§ Exercise: From the first entry to the last, copy everything exactly except the pictures.

§ Exercise data:
= = = =

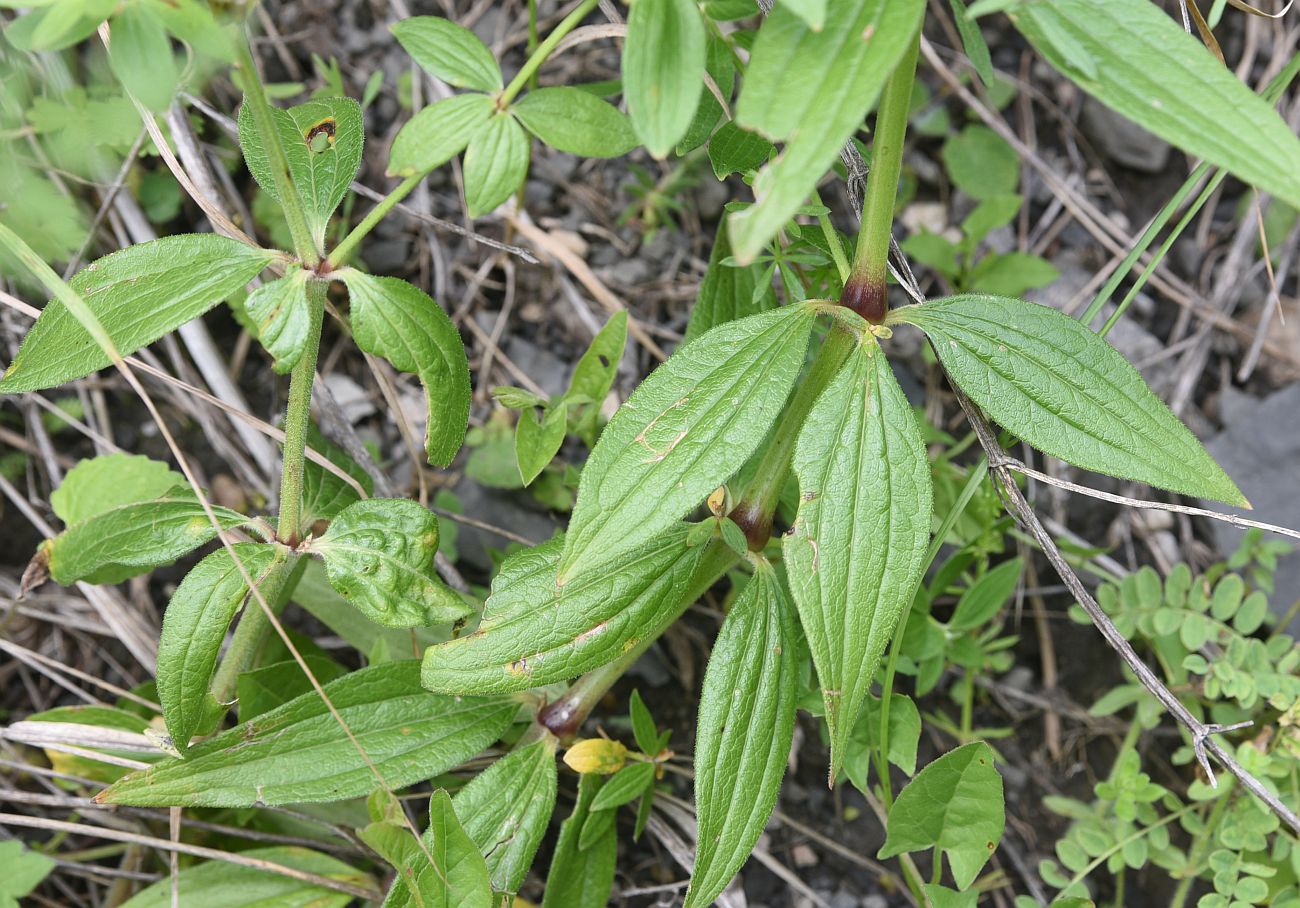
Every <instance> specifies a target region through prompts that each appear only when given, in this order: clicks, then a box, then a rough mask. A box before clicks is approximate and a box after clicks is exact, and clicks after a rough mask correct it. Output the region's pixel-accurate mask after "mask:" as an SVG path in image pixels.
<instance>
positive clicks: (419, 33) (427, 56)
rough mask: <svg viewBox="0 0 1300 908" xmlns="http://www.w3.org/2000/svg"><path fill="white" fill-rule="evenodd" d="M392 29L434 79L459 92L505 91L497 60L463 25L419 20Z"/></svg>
mask: <svg viewBox="0 0 1300 908" xmlns="http://www.w3.org/2000/svg"><path fill="white" fill-rule="evenodd" d="M390 27H391V30H393V34H394V35H395V36H396V39H398V43H399V44H402V47H403V48H406V52H407V53H409V55H411V59H412V60H415V61H416V62H417V64H420V66H421V68H422V69H424V70H425V72H426V73H429V74H430V75H435V77H438V78H439V79H442V81H443V82H446V83H447V85H454V86H456V87H458V88H478V90H480V91H489V92H490V91H500V90H502V79H500V66H498V65H497V59H495V57H493V55H491V51H489V49H487V46H486V44H484V43H482V40H480V39H478V35H476V34H474V33H472V31H471V30H469V29H467V27H464V26H463V25H458V23H455V22H451V21H448V20H445V18H441V17H437V16H415V17H412V18H408V20H402V21H400V22H395V23H393V25H391V26H390Z"/></svg>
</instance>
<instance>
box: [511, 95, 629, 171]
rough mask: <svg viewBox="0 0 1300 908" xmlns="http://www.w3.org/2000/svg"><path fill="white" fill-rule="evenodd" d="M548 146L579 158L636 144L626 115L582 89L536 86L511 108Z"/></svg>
mask: <svg viewBox="0 0 1300 908" xmlns="http://www.w3.org/2000/svg"><path fill="white" fill-rule="evenodd" d="M511 111H513V113H515V117H516V118H519V122H521V124H524V126H526V127H528V131H530V133H532V134H533V135H536V137H537V138H539V139H541V140H542V142H545V143H546V144H549V146H550V147H551V148H558V150H560V151H567V152H568V154H571V155H580V156H582V157H617V156H620V155H625V154H628V152H629V151H632V150H633V148H634V147H636V146H637V135H636V133H633V131H632V124H630V122H629V121H628V118H627V116H625V114H624V113H623V112H621V111H619V108H616V107H614V104H610V103H608V101H604V100H601V99H599V98H597V96H595V95H593V94H591V92H589V91H582V90H581V88H569V87H560V88H537V90H536V91H530V92H528V94H526V95H524V96H523V98H520V99H519V100H517V101H515V105H513V107H512V108H511Z"/></svg>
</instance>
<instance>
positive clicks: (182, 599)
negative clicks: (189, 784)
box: [157, 542, 287, 754]
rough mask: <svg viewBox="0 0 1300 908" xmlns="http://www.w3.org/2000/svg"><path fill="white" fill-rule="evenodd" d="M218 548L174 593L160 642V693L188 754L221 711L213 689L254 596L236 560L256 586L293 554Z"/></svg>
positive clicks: (180, 747)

= = = =

§ Written solution:
Every <instance> specifies a target region through prompts that each appear only when given, in this order: clicks, then a box, then a rough mask. A box before clicks is approximate and a box after clicks is exact, and clicks after a rough mask correct it. Output the region's pixel-accurate mask after "mask:" as an SVG path in image pixels.
<instance>
positive clicks: (419, 33) (427, 56)
rough mask: <svg viewBox="0 0 1300 908" xmlns="http://www.w3.org/2000/svg"><path fill="white" fill-rule="evenodd" d="M392 29L434 79L459 92L505 91L497 60L463 25L419 20Z"/></svg>
mask: <svg viewBox="0 0 1300 908" xmlns="http://www.w3.org/2000/svg"><path fill="white" fill-rule="evenodd" d="M390 27H391V30H393V34H394V35H395V36H396V39H398V43H399V44H402V47H403V48H406V52H407V53H409V55H411V59H412V60H415V61H416V62H417V64H420V66H421V68H422V69H424V70H425V72H426V73H429V74H430V75H435V77H438V78H439V79H442V81H443V82H446V83H447V85H454V86H456V87H458V88H478V90H480V91H489V92H490V91H500V90H502V79H500V66H498V65H497V59H495V57H493V55H491V51H489V49H487V46H486V44H484V43H482V40H480V39H478V35H476V34H474V33H472V31H471V30H469V29H467V27H464V26H463V25H458V23H455V22H451V21H448V20H445V18H441V17H437V16H415V17H412V18H408V20H402V21H400V22H395V23H393V25H391V26H390Z"/></svg>
</instance>
<instance>
box: [511, 95, 629, 171]
rough mask: <svg viewBox="0 0 1300 908" xmlns="http://www.w3.org/2000/svg"><path fill="white" fill-rule="evenodd" d="M548 146L579 158L636 144L626 115L582 89L536 86L511 108Z"/></svg>
mask: <svg viewBox="0 0 1300 908" xmlns="http://www.w3.org/2000/svg"><path fill="white" fill-rule="evenodd" d="M511 111H513V113H515V117H516V118H519V122H521V124H524V126H526V127H528V131H530V133H532V134H533V135H536V137H537V138H539V139H541V140H542V142H545V143H546V144H549V146H550V147H551V148H558V150H560V151H567V152H568V154H571V155H580V156H582V157H617V156H620V155H625V154H628V152H629V151H632V150H633V148H634V147H636V146H637V135H636V133H633V131H632V124H630V122H629V121H628V118H627V116H625V114H624V113H623V112H621V111H619V108H616V107H614V104H610V103H608V101H604V100H601V99H599V98H597V96H595V95H593V94H591V92H589V91H582V90H581V88H569V87H560V88H537V90H536V91H530V92H528V94H526V95H524V96H523V98H520V99H519V100H517V101H515V105H513V107H512V108H511Z"/></svg>
</instance>
<instance>
positive clicks: (182, 599)
negative clicks: (189, 784)
box: [157, 542, 287, 754]
rough mask: <svg viewBox="0 0 1300 908" xmlns="http://www.w3.org/2000/svg"><path fill="white" fill-rule="evenodd" d="M218 548L174 593L160 642V693L188 754L221 711L213 689L254 596L236 560L256 586L293 554Z"/></svg>
positive clicks: (180, 747)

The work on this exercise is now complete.